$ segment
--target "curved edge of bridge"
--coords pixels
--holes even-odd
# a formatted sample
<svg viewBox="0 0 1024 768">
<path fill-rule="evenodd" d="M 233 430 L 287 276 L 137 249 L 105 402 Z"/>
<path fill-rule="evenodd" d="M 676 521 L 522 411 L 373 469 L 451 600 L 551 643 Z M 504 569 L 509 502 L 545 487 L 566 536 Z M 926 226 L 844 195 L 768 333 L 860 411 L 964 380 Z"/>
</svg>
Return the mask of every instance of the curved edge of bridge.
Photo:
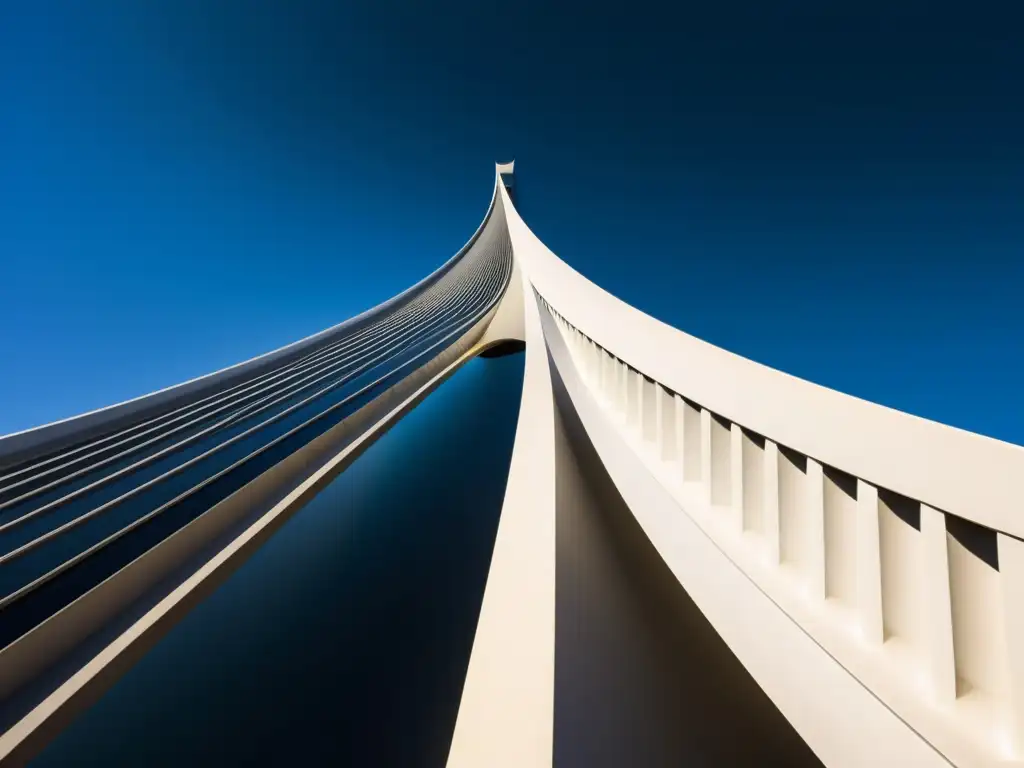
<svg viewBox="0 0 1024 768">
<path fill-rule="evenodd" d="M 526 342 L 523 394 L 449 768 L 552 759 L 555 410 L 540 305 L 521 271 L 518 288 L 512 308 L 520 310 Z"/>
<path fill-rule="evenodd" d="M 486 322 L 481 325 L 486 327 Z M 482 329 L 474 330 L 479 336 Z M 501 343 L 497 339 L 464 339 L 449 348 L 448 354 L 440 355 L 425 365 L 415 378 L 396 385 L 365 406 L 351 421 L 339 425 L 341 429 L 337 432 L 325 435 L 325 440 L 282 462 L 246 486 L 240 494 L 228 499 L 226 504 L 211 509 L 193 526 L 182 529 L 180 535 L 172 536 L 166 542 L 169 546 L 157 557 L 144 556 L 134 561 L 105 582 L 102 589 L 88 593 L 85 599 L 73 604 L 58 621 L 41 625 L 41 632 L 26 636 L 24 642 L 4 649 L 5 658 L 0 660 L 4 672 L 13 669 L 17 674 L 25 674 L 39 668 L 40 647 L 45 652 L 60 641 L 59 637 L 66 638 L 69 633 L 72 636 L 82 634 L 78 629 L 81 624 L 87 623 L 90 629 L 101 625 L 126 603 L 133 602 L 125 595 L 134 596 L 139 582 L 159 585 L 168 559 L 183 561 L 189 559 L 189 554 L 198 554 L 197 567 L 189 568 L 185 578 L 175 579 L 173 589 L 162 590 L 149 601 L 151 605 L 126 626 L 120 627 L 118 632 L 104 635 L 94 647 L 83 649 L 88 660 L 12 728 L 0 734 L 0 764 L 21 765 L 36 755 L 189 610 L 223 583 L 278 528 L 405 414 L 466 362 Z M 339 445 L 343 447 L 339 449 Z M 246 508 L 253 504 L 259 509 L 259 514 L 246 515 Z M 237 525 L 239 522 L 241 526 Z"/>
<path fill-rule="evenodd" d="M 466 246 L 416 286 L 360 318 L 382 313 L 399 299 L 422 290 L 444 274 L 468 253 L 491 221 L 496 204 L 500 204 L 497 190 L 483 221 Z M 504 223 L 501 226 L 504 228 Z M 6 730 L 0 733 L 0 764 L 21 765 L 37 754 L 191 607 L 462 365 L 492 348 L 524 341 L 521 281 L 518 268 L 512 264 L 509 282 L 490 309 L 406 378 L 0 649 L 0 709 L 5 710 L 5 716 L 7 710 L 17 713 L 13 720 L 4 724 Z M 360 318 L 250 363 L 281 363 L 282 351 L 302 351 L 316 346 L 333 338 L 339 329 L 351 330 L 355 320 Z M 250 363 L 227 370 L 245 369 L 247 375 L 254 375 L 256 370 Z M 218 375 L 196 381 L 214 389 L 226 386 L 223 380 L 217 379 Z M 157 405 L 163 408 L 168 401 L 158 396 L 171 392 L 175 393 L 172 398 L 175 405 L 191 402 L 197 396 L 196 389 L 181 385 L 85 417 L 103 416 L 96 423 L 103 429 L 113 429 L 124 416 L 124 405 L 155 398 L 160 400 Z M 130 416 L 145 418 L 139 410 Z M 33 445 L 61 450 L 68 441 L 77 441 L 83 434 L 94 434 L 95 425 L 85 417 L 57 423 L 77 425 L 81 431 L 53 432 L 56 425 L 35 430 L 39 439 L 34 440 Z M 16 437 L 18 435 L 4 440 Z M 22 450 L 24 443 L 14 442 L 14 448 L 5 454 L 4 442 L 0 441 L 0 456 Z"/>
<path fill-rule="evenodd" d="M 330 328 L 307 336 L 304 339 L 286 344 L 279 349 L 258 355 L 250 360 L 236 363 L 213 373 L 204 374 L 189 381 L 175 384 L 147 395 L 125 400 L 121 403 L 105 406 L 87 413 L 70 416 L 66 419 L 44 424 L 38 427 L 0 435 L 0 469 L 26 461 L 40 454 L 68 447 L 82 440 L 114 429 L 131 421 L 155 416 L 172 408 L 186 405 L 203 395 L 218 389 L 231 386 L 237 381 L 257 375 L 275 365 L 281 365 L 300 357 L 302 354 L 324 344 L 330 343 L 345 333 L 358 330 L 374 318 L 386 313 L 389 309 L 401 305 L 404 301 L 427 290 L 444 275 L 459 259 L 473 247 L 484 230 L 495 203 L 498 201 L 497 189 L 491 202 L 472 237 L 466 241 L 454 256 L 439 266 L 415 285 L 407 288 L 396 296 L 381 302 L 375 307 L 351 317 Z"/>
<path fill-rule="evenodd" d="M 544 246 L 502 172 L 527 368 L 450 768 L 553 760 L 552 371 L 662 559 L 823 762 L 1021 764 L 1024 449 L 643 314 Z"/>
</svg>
.....
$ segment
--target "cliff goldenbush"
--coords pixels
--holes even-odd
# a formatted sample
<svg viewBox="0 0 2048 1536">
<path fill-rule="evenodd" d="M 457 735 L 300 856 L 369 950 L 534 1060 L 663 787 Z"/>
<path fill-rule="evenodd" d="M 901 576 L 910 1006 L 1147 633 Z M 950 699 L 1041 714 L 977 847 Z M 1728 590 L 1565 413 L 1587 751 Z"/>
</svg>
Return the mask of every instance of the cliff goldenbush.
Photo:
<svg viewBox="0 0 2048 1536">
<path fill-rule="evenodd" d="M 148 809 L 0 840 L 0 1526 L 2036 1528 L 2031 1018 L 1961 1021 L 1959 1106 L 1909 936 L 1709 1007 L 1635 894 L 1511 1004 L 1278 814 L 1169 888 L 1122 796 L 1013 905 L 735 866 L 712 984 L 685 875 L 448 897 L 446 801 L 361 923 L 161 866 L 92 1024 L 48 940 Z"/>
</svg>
.....
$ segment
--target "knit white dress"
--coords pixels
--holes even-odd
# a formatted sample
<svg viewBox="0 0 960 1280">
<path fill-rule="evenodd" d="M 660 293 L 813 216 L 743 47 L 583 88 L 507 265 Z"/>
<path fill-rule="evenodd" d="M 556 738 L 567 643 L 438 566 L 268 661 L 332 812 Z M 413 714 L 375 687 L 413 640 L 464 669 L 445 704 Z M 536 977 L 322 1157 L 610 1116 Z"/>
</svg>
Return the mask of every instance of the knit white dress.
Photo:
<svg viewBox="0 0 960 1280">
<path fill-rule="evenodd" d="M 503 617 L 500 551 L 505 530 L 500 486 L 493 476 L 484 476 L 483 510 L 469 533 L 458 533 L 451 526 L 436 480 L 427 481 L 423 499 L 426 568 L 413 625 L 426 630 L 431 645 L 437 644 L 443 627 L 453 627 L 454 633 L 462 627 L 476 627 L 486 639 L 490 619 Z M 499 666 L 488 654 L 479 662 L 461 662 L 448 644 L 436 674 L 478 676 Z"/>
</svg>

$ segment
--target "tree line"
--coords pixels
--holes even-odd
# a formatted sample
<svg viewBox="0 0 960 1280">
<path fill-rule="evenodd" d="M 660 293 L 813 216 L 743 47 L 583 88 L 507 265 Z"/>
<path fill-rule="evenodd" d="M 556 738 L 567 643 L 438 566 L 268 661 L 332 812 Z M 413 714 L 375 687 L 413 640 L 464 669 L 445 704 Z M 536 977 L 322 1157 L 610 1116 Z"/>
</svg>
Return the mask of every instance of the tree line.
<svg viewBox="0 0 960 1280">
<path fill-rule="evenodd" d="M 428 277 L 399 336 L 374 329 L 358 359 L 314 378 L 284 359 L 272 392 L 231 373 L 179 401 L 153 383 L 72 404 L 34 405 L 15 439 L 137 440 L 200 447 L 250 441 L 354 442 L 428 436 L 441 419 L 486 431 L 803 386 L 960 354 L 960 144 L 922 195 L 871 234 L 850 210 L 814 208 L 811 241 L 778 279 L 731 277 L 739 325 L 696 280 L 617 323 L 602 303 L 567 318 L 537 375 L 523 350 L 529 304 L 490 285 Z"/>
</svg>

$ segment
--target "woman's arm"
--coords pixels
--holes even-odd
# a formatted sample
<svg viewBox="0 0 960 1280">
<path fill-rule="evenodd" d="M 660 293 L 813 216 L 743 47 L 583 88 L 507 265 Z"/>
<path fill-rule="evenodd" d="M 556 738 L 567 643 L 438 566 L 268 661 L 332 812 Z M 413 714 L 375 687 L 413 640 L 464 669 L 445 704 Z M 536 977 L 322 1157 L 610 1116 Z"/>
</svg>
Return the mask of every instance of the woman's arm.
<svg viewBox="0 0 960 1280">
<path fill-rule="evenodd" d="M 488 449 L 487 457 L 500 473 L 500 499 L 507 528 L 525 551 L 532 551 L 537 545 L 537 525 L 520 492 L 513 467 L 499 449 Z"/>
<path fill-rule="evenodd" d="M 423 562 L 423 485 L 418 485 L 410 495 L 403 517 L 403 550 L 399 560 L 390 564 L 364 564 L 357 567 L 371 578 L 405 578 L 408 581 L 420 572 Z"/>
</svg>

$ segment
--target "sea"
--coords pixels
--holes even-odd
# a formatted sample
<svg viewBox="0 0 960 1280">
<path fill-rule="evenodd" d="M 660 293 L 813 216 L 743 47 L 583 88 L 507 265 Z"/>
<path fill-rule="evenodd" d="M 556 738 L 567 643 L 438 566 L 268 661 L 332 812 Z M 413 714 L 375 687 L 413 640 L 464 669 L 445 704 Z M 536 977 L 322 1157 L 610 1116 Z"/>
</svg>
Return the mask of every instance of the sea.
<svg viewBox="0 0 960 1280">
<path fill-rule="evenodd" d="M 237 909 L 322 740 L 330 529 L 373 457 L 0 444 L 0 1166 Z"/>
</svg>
.....
What to work on: Sift the material for lines with the string "dress". Copy each one found.

Output for this task:
--target "knit white dress"
Return the mask of every instance of the knit white dress.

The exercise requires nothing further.